-- Texte fourni --
◇ ◇ ◇ ◇ ◇
Tous ces critères sont légèrement repris dans le projet de loi que le Conseil d'Etat veut nous proposer comme contreprojet, mais pour nous, ce texte ne va pas du tout assez loin: il faudrait vraiment pouvoir déterminer de manière plus claire quels sont les critères que nous allons retenir en tant que Grand Conseil et quel contrôle on pourra effectuer pour voir ces critères appliqués.

Les allégements fiscaux sont le premier maillon de la chaîne de baisses de recettes que notre canton va connaître ces prochaines années. Ce premier maillon est important, parce que, comme je l'ai dit, il correspond à environ 100 millions par année d'impôts qui n'entrent pas dans les caisses, et cela fait partie d'une mosaïque - si l'on peut dire - de projets qui attendent notre Grand Conseil par rapport aux recettes fiscales.

On a abondamment parlé de la baisse d'impôts de 2009 qui nous fait perdre - on peut se battre sur les chiffres - entre 300 et 400 millions par année. On cite la réforme de l'imposition des entreprises, que l'on a aussi abordée en commission fiscale; on évoque ce taux à 13% qui devrait diminuer les recettes, selon les estimations du canton, d'environ 500 millions par année, sans compensation de la part de la Confédération; enfin, on parle de certains projets de lois, notamment celui du MCG en commission fiscale visant à renforcer le bouclier fiscal et proposant de baisser le taux d'impôt sur la fortune pour que les plus aisés de Genève contribuent moins, etc. Effectivement, ne mélangeons pas tout ! On parle des allégements fiscaux, mais nous sommes dans un débat général sur la fiscalité - j'y reviendrai peut-être plus tard, parce que je ne sais pas s'il me reste encore du temps - car il y a des cantons comme Schwytz ou Lucerne qui sont en train de revenir en arrière en se disant qu'à force d'effectuer des allégements et des baisses fiscales, on commence à manquer d'argent et à avoir des déficits structurels.
◇ ◇ ◇ ◇ ◇
-- Consignes --
[A] Répondez à ces questions sur le texte consacré aux allégements fiscaux :
(i) Quel montant d'impôts par année les allégements fiscaux font-ils perdre au canton ?
(ii) Entre quels montants se situe la perte annuelle liée à la baisse d'impôts de 2009 ?
(iii) Quels cantons sont en train de revenir en arrière ?
[B] Prolongez le texte sur les allégements fiscaux à partir de sa dernière phrase.

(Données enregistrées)
◇ ◇ ◇ ◇ ◇
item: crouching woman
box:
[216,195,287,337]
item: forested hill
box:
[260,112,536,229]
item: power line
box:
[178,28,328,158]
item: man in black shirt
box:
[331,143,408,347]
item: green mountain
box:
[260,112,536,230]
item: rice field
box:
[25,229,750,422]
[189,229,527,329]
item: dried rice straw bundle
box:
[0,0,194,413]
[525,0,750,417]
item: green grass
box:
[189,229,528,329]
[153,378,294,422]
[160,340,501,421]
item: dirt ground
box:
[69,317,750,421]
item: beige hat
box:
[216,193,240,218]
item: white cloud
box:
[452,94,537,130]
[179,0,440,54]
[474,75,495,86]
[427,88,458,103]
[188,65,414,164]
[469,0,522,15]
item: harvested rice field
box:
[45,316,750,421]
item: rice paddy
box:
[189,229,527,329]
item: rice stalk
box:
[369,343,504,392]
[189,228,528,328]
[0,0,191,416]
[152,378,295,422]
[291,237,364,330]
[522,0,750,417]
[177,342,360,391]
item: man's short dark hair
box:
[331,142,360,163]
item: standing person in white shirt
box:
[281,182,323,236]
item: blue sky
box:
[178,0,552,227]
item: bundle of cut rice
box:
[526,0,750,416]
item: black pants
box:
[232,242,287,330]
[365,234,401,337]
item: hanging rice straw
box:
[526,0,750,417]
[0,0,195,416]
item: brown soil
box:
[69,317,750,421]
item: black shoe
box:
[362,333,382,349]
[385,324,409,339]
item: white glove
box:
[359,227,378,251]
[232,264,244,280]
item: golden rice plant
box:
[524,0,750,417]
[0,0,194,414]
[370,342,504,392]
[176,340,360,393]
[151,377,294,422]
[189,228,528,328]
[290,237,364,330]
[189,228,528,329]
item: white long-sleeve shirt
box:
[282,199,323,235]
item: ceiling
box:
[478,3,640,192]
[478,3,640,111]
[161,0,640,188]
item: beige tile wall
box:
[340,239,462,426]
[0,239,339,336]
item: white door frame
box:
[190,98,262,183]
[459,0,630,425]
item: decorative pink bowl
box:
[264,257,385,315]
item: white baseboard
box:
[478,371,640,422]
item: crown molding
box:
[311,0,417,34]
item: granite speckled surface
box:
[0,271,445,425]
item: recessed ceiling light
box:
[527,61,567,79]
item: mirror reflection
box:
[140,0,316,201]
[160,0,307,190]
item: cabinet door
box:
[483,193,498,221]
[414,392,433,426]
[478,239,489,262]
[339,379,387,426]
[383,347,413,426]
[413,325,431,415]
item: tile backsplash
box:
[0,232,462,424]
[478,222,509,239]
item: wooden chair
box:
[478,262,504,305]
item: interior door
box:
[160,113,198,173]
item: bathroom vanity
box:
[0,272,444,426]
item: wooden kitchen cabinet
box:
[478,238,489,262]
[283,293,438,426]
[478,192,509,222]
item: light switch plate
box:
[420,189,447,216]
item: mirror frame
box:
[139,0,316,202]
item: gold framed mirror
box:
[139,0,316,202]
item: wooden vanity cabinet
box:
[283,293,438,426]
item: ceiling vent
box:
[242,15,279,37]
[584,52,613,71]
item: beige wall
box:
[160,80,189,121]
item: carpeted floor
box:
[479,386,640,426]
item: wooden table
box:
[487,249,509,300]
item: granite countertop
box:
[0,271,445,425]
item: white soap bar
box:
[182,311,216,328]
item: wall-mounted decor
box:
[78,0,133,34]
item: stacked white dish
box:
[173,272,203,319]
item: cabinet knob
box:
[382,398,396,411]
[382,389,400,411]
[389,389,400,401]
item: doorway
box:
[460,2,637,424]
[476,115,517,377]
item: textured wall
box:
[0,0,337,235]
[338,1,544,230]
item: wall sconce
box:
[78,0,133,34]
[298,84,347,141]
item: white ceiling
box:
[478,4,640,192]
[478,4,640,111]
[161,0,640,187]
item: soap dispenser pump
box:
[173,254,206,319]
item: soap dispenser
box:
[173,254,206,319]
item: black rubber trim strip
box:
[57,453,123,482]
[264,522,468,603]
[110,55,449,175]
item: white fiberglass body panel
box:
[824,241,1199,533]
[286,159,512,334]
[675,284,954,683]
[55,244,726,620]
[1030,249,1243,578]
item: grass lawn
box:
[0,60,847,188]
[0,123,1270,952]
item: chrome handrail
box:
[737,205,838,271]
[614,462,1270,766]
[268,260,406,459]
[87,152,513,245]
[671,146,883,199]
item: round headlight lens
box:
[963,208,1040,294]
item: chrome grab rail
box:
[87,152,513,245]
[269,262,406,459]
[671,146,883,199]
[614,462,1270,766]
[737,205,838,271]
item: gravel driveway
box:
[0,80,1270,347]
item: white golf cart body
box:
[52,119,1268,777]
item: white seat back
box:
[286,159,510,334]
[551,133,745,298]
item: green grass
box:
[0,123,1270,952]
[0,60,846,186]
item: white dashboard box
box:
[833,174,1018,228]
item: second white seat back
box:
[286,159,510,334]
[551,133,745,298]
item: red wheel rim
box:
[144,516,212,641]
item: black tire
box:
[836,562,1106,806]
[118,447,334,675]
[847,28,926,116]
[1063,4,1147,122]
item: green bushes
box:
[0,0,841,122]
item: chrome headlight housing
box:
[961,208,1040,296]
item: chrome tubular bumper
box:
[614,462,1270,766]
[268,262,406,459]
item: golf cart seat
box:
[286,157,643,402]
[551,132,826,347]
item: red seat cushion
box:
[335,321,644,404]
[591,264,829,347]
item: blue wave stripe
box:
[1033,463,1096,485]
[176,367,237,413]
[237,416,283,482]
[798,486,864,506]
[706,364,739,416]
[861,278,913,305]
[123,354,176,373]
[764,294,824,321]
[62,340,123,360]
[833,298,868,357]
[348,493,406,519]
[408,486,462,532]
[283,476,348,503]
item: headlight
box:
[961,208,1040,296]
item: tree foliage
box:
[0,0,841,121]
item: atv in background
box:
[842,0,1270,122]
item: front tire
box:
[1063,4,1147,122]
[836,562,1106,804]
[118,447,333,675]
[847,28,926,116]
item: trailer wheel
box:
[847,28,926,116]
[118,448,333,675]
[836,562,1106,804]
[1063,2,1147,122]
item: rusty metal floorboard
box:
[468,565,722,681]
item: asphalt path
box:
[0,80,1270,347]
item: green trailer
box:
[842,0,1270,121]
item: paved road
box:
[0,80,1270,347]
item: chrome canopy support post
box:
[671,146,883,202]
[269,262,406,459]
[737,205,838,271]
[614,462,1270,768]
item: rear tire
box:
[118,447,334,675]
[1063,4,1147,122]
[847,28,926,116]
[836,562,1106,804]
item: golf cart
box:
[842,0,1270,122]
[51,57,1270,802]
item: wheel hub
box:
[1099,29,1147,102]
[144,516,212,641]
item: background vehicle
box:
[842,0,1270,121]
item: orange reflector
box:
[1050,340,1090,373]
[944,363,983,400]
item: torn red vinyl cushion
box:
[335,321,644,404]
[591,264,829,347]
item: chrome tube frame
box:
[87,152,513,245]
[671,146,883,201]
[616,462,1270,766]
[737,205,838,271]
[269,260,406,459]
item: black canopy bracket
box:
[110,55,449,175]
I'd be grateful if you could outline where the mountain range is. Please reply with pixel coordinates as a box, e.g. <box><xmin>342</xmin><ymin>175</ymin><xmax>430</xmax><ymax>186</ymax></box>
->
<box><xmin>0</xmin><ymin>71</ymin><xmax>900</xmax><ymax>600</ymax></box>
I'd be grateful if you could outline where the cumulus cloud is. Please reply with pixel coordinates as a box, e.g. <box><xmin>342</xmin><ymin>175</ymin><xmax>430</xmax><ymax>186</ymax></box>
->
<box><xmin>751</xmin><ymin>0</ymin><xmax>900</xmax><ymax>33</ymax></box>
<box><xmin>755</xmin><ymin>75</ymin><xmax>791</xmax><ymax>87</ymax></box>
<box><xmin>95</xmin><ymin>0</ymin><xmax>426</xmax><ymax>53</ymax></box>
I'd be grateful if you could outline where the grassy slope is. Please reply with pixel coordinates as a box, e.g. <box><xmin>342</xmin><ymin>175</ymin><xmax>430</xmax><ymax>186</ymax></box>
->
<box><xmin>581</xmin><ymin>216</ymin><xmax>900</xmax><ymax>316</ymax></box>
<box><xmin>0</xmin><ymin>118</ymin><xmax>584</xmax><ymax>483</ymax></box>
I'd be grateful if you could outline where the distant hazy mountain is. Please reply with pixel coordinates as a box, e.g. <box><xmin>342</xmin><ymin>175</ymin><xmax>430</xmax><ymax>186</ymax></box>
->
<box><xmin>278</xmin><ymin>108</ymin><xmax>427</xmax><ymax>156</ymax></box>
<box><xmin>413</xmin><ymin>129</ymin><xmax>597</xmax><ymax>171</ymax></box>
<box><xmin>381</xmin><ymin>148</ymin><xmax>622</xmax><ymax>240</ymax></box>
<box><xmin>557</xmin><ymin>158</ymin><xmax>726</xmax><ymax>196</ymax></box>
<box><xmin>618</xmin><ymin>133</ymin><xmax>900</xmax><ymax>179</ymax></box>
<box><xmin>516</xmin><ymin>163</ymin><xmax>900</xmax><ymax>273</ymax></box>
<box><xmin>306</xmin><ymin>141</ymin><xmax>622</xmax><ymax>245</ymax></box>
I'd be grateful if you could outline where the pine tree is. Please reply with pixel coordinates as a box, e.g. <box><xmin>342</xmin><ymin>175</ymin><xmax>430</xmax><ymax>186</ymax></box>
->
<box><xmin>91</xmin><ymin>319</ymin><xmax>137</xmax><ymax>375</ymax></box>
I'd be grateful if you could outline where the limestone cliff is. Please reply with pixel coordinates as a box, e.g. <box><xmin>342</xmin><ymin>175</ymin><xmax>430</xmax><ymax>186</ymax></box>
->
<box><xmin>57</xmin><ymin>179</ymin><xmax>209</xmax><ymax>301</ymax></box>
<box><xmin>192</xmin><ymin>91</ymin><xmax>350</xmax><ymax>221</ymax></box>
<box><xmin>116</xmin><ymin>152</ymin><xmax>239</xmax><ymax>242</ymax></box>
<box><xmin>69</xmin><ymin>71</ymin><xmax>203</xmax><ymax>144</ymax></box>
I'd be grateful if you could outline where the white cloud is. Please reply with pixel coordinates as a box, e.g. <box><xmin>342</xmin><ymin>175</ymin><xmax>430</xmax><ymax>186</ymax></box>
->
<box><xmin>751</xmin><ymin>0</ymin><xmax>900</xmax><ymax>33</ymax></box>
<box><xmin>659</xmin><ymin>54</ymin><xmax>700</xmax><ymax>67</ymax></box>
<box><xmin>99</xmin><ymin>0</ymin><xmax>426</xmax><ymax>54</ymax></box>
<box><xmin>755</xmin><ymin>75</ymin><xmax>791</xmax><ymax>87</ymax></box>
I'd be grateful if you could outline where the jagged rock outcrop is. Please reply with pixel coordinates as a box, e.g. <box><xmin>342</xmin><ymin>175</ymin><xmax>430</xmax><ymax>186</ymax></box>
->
◇ ◇ ◇ ◇ ◇
-- Réponses --
[A]
(i) Environ 100 millions par année.
(ii) Entre 300 et 400 millions par année.
(iii) Schwytz et Lucerne.

[B]
Je termine pour l'instant en disant à M. Stauffer - vous transmettrez, Monsieur le président - qui se demande si on ne scie pas la branche sur laquelle nous sommes assis, qu'il faut se poser la question: qui tient la scie ?

Le président. Il vous reste trente secondes, Monsieur le député.

M. Thomas Wenger. Merci, je conclus. Qui tient la scie, Mesdames et Messieurs les députés ? Quand on parle des allégements fiscaux, de la baisse d'impôts des entreprises, du forfait fiscal, du bouclier fiscal, de la baisse de l'impôt sur la fortune ou sur le revenu, je vous le dis, Monsieur le président, Mesdames et Messieurs les députés, ce sont autant de trous dans la tirelire de l'Etat, qui va de plus en plus ressembler à de l'emmental plutôt qu'à un cochon. Eh bien oui, nous, les socialistes, en faisons tout un fromage, car dans le cochon tout est bon !

M. Stéphane Florey (UDC). Une fois de plus, le parti socialiste peint le diable sur la muraille et accuse les multinationales de tous les maux: pertes fiscales importantes, pression sur le logement, etc. Alors que, justement, ces multinationales sont porteuses d'emplois et de richesse pour notre canton. L'allégement fiscal est un outil de promotion économique important pour Genève. Cet outil a permis au canton de se maintenir à flot, alors que toute l'Europe a été dévastée par des crises financières successives. Il permet également - cela a été dit - de préserver un nombre conséquent d'emplois, 76 000 environ.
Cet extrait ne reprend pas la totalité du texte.